Page excerpt:
* Begin *
Re: [Intel-gfx] [PATCH v5 2/2] drm/i915: Implement WaProgramMgsrForL3BankSpecificMmioReads

2018-03-28 Thread Zhang, Yunwei



On 3/28/2018 2:39 AM, Tvrtko Ursulin wrote:


On 27/03/2018 23:14, Yunwei Zhang wrote:

L3Bank could be fused off in hardware for debug purpose, and it
is possible that subslice is enabled while its corresponding L3Bank 
pairs

are disabled. In such case, if MCR packet control register(0xFDC) is
programed to point to a disabled bank pair, a MMIO read into L3Bank 
range

will return 0 instead of correct values.

However, this is not going to be the case in any production silicon.
Therefore, we only check at initialization and issue a warning should
this really happen.

References: HSDES#1405586840

v2:
  - use fls instead of find_last_bit (Chris)
  - use is_power_of_2() instead of counting bit set (Chris)
v3:
  - rebase on latest tip
v5:
  - Added references (Mika)
  - Move local variable into scope where they are used (Ursulin)
  - use a new local variable to reduce long line of code (Ursulin)

Cc: Oscar Mateo 
Cc: Michel Thierry 
Cc: Joonas Lahtinen 
Cc: Chris Wilson 
Cc: Mika Kuoppala 
Cc: Tvrtko Ursulin 
Signed-off-by: Yunwei Zhang 
---
  drivers/gpu/drm/i915/i915_reg.h    |  4 
  drivers/gpu/drm/i915/intel_engine_cs.c | 20 
  2 files changed, 24 insertions(+)

diff --git a/drivers/gpu/drm/i915/i915_reg.h 
b/drivers/gpu/drm/i915/i915_reg.h

index 1bca695f..4f2f5e1 100644
--- a/drivers/gpu/drm/i915/i915_reg.h
+++ b/drivers/gpu/drm/i915/i915_reg.h
@@ -2691,6 +2691,10 @@ enum i915_power_well_id {
  #define   GEN10_F2_SS_DIS_SHIFT    18
  #define   GEN10_F2_SS_DIS_MASK    (0xf << GEN10_F2_SS_DIS_SHIFT)
  +#define    GEN10_MIRROR_FUSE3    _MMIO(0x9118)
+#define GEN10_L3BANK_PAIR_COUNT 4
+#define GEN10_L3BANK_MASK   0x0F
+
  #define GEN8_EU_DISABLE0    _MMIO(0x9134)
* End *
Given data:
* Begin *
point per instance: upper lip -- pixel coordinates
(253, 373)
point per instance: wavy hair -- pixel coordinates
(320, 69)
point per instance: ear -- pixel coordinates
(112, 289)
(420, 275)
* End *
Set of tasks:
A: Write out the part of the i915 patch excerpt that opens with the words containing "are disabled. In" and closes with "of find_last_bit (Chris)".
B: Extend the i915 patch excerpt, picking up right after its final line.
The data has no connection to the i915 patch excerpt.

Exercise responses:
A:
are disabled. In such case, if MCR packet control register(0xFDC) is
programed to point to a disabled bank pair, a MMIO read into L3Bank 
range

will return 0 instead of correct values.

However, this is not going to be the case in any production silicon.
Therefore, we only check at initialization and issue a warning should
this really happen.

References: HSDES#1405586840

v2:
  - use fls instead of find_last_bit (Chris)

B:
  #define   GEN8_EU_DIS0_S0_MASK    0xff
  #define   GEN8_EU_DIS0_S1_SHIFT    24
diff --git a/drivers/gpu/drm/i915/intel_engine_cs.c 
b/drivers/gpu/drm/i915/intel_engine_cs.c

index 4c78d1e..7be7a75 100644
--- a/drivers/gpu/drm/i915/intel_engine_cs.c
+++ b/drivers/gpu/drm/i915/intel_engine_cs.c
@@ -811,6 +811,26 @@ static u32 calculate_mcr(struct drm_i915_private 
*dev_priv, u32 mcr)

  static void wa_init_mcr(struct drm_i915_private *dev_priv)
  {
  u32 mcr;
+    const struct sseu_dev_info *sseu = &(INTEL_INFO(dev_priv)->sseu);


Another style nitpick - sorry I did not notice it before - we 
typically order assignments from functions arguments to locals first, 
then pure locals. Also we typically try to make the declaration block 
start wide and then narrow.



+
+    /* If more than one slice are enabled, L3Banks should be all 
enabled */


L3Banks should be all enabled, or enabled for all enabled slices? 
(That comment below says "should have _matched_".

See comment below



+    if (is_power_of_2(sseu->slice_mask)) {
+    /*
+ * WaProgramMgsrForL3BankSpecificMmioReads:
+ * read FUSE3 for enabled L3 Bank IDs, if L3 Bank matches
+ * enabled subslice, no need to redirect MCR packet
+ */


This comment implies there will be some action taken depending on this 
conditional relating to the MCR, but there is nothing there?


It is not clear to me what should and whether perhaps this comment 
should be pulled up and merged with the one above the conditional.
This WA(L3Bank but not the slice/subslice) is not meant to exist on 
production silicon, I am not sure in this case whether we should 
implement/upstream the WA. So we did this also to solicit suggestions.
That is why in case of L3Banks somehow do get fused off, we issue a 
warning instead of programming MCR register.



+    u32 slice = fls(sseu->slice_mask);
+    u32 fuse3 = I915_READ(GEN10_MIRROR_FUSE3);
+    u8 ss_mask = sseu->subslice_mask[slice];


Insert blank line after declarations.

Also, is it correct to only consider the subslice mask of the last 
slice for this check?
The case only exists on 1 enabled slice scenario, if there are two or 
more slices enabled, no subslice will be fused off.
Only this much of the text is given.